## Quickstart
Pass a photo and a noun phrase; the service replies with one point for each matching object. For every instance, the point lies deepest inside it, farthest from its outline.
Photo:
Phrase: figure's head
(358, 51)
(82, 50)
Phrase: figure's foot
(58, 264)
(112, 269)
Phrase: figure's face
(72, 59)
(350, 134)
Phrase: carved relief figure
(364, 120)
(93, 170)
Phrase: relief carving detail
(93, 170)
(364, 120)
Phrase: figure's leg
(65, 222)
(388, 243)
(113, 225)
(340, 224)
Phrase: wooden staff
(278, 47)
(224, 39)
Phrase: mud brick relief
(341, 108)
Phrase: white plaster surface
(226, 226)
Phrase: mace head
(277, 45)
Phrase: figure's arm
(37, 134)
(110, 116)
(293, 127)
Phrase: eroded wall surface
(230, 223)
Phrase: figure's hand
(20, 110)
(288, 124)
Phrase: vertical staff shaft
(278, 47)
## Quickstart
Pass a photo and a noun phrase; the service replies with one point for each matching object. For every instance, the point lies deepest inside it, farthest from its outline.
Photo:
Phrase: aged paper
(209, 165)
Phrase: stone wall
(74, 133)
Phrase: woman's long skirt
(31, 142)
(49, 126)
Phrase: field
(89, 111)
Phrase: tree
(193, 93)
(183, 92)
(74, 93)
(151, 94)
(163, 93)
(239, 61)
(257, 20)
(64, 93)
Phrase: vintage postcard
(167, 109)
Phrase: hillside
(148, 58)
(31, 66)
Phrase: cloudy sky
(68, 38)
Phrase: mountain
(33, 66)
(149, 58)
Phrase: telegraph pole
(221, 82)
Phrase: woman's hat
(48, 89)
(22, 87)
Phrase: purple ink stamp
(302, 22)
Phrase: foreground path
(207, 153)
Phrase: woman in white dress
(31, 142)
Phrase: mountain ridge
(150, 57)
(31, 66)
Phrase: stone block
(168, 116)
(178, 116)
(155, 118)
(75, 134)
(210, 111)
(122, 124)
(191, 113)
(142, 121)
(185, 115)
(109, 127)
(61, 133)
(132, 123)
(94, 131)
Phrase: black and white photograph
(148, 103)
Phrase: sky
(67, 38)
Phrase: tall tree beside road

* _WRITTEN TASK_
Reproduce all of the lines above without changing a single character.

* _ANSWER IN FULL_
## Quickstart
Pass a photo and a noun phrase; the service replies with one point for each matching object. For every instance, the point lies deepest inside it, farthest from its outline.
Photo:
Phrase: figure's head
(358, 51)
(82, 50)
Phrase: figure's foot
(58, 264)
(112, 269)
Phrase: figure's face
(72, 59)
(350, 134)
Phrase: carved relief figure
(364, 120)
(93, 170)
Phrase: relief carving detail
(93, 170)
(364, 120)
Phrase: figure's leg
(65, 222)
(388, 243)
(113, 225)
(340, 224)
Phrase: wooden staff
(278, 47)
(224, 39)
Phrase: mud brick relief
(341, 108)
Phrase: white plaster surface
(226, 226)
Phrase: mace head
(277, 45)
Phrase: figure's arm
(37, 134)
(110, 116)
(293, 127)
Phrase: eroded wall surface
(230, 223)
Phrase: figure's hand
(20, 110)
(288, 124)
Phrase: vertical staff shaft
(278, 47)
## Quickstart
Pass a photo and a noun phrase; the service replies with one point for each matching object. For every instance, the point lies deepest inside it, farthest from its outline.
Photo:
Phrase: aged paper
(209, 165)
Phrase: stone wall
(74, 133)
Phrase: woman's long skirt
(31, 142)
(49, 126)
Phrase: field
(89, 111)
Phrase: tree
(193, 93)
(183, 92)
(74, 93)
(151, 94)
(163, 93)
(239, 61)
(257, 20)
(64, 93)
Phrase: vintage postcard
(167, 109)
Phrase: hillside
(148, 58)
(31, 66)
Phrase: cloudy sky
(68, 38)
Phrase: mountain
(33, 66)
(149, 58)
Phrase: telegraph pole
(221, 82)
Phrase: woman's hat
(48, 89)
(22, 87)
Phrase: purple ink stamp
(302, 22)
Phrase: foreground path
(207, 153)
Phrase: woman in white dress
(31, 142)
Phrase: mountain ridge
(150, 57)
(31, 66)
Phrase: stone block
(168, 116)
(178, 116)
(155, 118)
(75, 134)
(210, 111)
(122, 124)
(191, 113)
(142, 121)
(185, 115)
(109, 127)
(61, 133)
(132, 123)
(94, 131)
Phrase: black and white photograph
(148, 103)
Phrase: sky
(67, 38)
Phrase: tall tree beside road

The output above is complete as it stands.